GIVEN TEXT:
Thursday, November 8, 2012

    After Floods, Galleries Face Uncertainty



    At most of the art galleries in Chelsea the water that poured in from the Hudson River during Hurricane Sandy has been pumped out, and the business of sorting out artworks — separating those that survived intact from those that didn’t, figuring out which of the damaged works are reparable — is well under way. Gallery owners no longer sound as despondent as they did last week, when they returned to their businesses in the strip between 10th and 11th Avenues, from 18th to 29th Streets, and found flooded basements, high water marks five feet up their walls, and a loss of art, documentation, catalogs and reference books, to say nothing of physical spaces that will need to be rebuilt.
    Angel Franco/The New York Times
    Wet prints and paintings being laid out to dry at Gallery Henoch.

    Angel Franco/The New York Times
    Paintings and sculptures at Gallery Henoch, on West 25th Street, which sustained serious damage in its basement.
    But many dealers are looking at a long recovery process that will involve huge expenses and, in many cases, uncertainty about whether or to what extent insurance will cover damage to galleries and artworks as well as lost business days. And the timing could not be worse. Although some galleries are back in business or will soon be, several dealers estimated that the district as a whole will not be fully back to work until mid-December, near the end of the gallery world’s prime selling season, when dealers’ and artists’ fortunes typically revive after the slow summer months.
    “In some ways things are not as bad as we first thought,” said Andrew Liss, the assistant director at Gallery Henoch, on West 25th Street, which has showing space at both basement and street levels and sustained serious damage in its basement. “That said, we’re a week into it, and the area still isn’t fully up and running. We have electricity, but no phones or Internet. And everybody is concerned about the long-term effects on business.”
    Dealers declined to say what percentage of their annual sales are made in the fall. “If I had a dry computer, I could tell you,” a gallery owner said. But Linda Blumberg, the executive director of the Art Dealers Association of America, described the season as critical. “There’s a pattern of expectation, among buyers as well as dealers,” she said, “that this is the time when people are engaged in making buying decisions.”
    Instead, gallery owners expect to spend the next several weeks juggling meetings with restoration specialists, contractors and insurance adjusters. And new problems are cropping up. One dealer said that the contractor rebuilding his space was unable to get to the site early this week because of the gas shortage.
    Christiane Fischer, president and chief executive of AXA Art Insurance, which insures many of the galleries, said that her agents had been working the neighborhood since last Wednesday, but that it’s “too early to put numbers on the loss.”
    “We’ve sent people out, street by street, to visit clients and make assessments, and brought in teams of conservators and contracted truckers and handlers to bring the art to warehouses,” Ms. Fischer said.
    Insurance is a complicated issue for galleries, which require several distinct kinds of policies. Most crucially there is art insurance, which brokers say most galleries carry. According to New York State law art insurance includes flood coverage.

RECORDS SUPPLIED:
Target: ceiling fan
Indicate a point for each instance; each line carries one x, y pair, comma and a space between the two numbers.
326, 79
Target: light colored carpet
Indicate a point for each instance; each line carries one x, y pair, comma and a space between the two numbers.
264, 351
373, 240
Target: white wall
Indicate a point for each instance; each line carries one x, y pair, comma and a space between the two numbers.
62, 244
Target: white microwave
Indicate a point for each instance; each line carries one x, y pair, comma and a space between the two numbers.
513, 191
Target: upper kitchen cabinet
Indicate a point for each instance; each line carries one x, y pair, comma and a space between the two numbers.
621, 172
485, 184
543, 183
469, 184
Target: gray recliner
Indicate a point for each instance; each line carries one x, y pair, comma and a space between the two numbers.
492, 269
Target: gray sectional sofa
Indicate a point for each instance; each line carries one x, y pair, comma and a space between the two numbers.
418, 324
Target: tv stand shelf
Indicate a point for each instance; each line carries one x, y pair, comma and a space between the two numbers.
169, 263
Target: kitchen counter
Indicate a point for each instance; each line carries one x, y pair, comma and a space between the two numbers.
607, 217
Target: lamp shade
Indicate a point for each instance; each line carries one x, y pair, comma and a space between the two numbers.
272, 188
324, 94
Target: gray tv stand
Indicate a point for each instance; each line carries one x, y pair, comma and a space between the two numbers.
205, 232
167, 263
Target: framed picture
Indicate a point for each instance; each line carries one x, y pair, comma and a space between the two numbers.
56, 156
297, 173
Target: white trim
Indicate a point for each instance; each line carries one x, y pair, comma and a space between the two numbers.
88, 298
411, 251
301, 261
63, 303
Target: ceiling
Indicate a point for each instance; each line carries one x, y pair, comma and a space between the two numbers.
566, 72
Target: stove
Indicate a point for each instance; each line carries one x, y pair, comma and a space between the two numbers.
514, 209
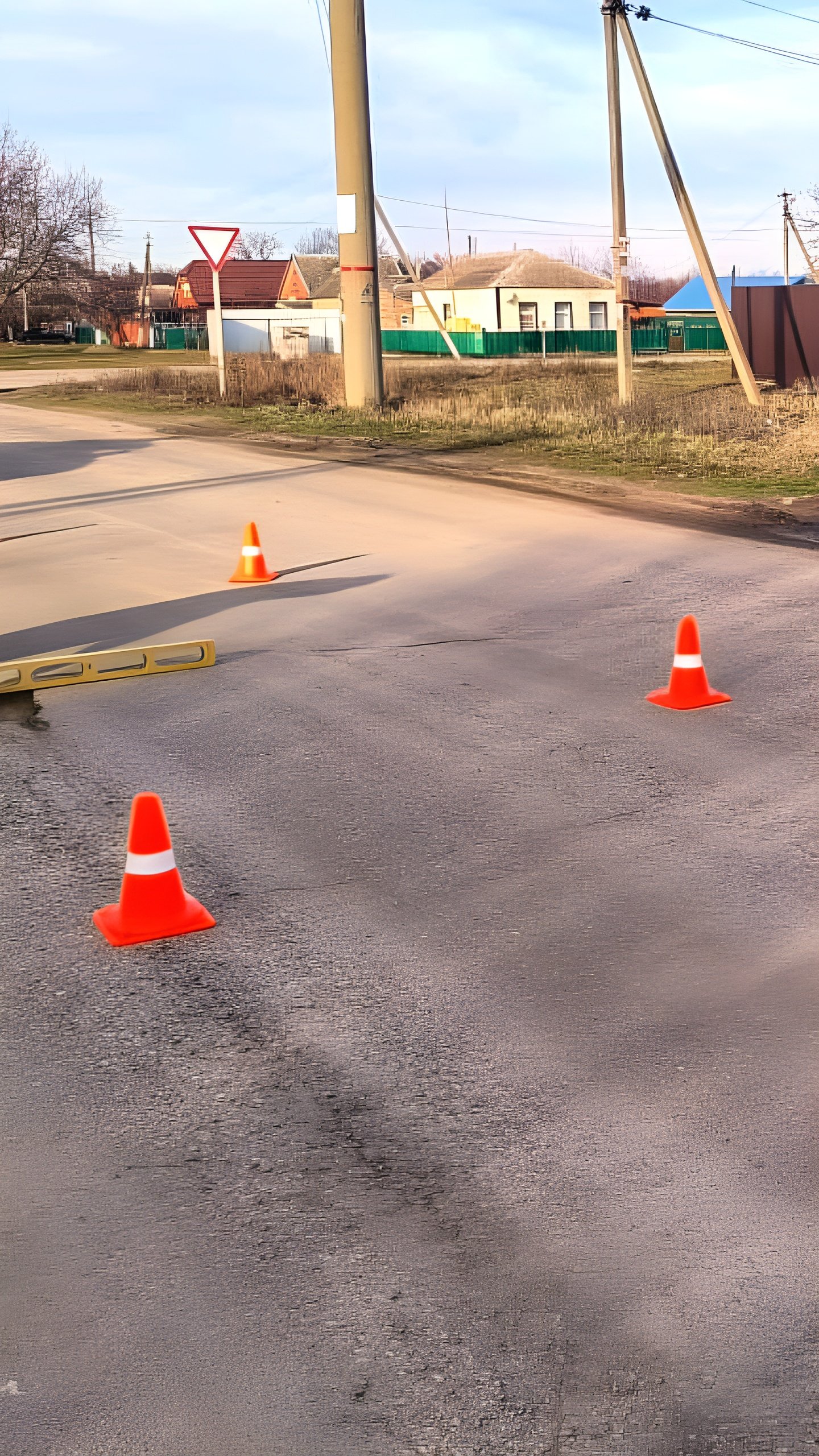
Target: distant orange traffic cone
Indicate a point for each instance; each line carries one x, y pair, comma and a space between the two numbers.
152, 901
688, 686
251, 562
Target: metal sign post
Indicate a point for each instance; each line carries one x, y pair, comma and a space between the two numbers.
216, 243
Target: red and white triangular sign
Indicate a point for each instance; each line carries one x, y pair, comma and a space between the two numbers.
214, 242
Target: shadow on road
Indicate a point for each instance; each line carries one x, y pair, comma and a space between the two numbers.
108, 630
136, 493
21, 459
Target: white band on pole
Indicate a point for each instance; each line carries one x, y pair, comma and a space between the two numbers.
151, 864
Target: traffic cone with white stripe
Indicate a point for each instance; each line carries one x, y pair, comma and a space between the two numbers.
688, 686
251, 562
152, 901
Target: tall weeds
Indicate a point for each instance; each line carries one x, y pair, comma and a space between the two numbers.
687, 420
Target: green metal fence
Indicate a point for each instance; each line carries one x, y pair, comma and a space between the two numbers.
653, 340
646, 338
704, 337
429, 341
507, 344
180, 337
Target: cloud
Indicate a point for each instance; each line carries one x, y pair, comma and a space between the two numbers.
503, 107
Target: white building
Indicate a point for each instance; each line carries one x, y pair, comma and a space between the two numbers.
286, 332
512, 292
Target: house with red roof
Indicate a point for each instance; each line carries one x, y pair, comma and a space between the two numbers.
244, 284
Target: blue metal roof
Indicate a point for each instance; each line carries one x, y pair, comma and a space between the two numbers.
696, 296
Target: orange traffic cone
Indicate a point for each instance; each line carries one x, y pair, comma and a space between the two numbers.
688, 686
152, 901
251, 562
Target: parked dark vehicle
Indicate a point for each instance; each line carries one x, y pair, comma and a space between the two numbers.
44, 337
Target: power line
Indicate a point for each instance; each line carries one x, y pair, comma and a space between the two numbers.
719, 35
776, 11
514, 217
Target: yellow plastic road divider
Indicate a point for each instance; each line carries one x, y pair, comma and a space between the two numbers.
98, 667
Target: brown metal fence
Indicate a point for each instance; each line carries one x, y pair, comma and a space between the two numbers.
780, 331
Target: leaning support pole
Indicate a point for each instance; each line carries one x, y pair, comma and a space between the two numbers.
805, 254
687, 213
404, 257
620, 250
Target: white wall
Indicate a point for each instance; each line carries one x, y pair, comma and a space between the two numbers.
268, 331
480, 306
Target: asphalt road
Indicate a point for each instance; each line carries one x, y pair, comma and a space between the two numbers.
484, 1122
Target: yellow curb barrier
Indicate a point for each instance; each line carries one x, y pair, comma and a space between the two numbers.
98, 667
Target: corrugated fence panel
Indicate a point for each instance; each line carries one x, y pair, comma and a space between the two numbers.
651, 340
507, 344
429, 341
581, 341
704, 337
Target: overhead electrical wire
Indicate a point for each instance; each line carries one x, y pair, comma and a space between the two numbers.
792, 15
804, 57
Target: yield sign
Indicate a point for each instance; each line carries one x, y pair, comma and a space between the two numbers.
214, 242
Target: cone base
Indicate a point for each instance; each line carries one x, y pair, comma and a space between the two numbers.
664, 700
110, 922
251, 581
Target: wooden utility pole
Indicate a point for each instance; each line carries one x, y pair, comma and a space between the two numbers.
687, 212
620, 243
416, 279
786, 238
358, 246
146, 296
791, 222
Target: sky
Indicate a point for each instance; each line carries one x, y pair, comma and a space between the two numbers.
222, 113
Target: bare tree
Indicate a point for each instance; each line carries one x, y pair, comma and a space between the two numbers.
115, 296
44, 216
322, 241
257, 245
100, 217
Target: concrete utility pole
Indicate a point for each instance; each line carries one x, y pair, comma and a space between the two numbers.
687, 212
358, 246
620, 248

WHAT YOU WILL DO:
Carry the news story about Chelsea art galleries after the Hurricane Sandy floods forward for a few more paragraphs, starting right after its last sentence about art insurance and flood coverage.

EXERCISE ANSWER:
    “With galleries there is a lot involved,” said Brian Frasca, the director of fine arts at the Rampart Group, a brokerage that specializes in insuring galleries, museums and private collections. “Does the gallery own the art? Is it on consignment from a collector?” He said costs vary based on the size of the gallery and how much art it has, and he noted that galleries do not necessarily insure for the full value of their holdings, on the theory that even in a disaster a percentage of their inventories may survive.
    But art insurance does not cover the galleries themselves — the physical space and its contents beyond the art — or the potential sales lost when the galleries are closed. For that dealers need business and property insurance that specifically includes disaster coverage, which many dealers lack.
    “We’ve tried to push our galleries to get that for years,” Mr. Frasca said. (Business insurance carries a heavy deductible. Scott Schachter, a broker at Marsh, a company that insures businesses, said a $1 million policy can have a deductible of up to $500,000 for physical damage, as well as a time deductible of up to 96 business hours — or 12 days — before the lost revenue coverage kicks in.)
    Galleries without flood insurance are finding ways to cope.
    “With our commercial general liability policy,” said Zach Feuer, the owner of a gallery on West 24th Street, “we’re trying to interpret whether the surge counts as a flood.” If it does, Mr. Feuer will be on his own in replacing the various furnishings and equipment (including computers) of his gallery. But his landlord has agreed to pay for the rebuilding of the space.
    Inadequately insured galleries have other options too. On Tuesday, the Art Dealers Association of America announced a program in which galleries in the Zone A, low-lying neighborhoods that could demonstrate that they have been unable to conduct business since the storm, could apply for grants and loans. They need not be members of the association.
    Conservators and restoration specialists have jumped into the fray as well, and they have an eager audience: dealers, artists and insurance companies have a shared interest, if for different reasons, in determining what can be saved. When the Museum of Modern Art and representatives from the American Institute for Conservation Collections Emergency Response Team presented a free lecture on the basics of post-disaster conservation on Sunday, MoMA’s auditorium was packed for two sessions.
    “Just because something is wet muddy or torn,” said Eric Pourchot, the conservation group’s institutional advancement director, “doesn’t mean it’s not recoverable. That’s one of the messages we want to get out. And instead of walking down 21st Street, ringing a bell and saying, ‘Bring out your wet,’ we decided to get everyone together and see what they need.”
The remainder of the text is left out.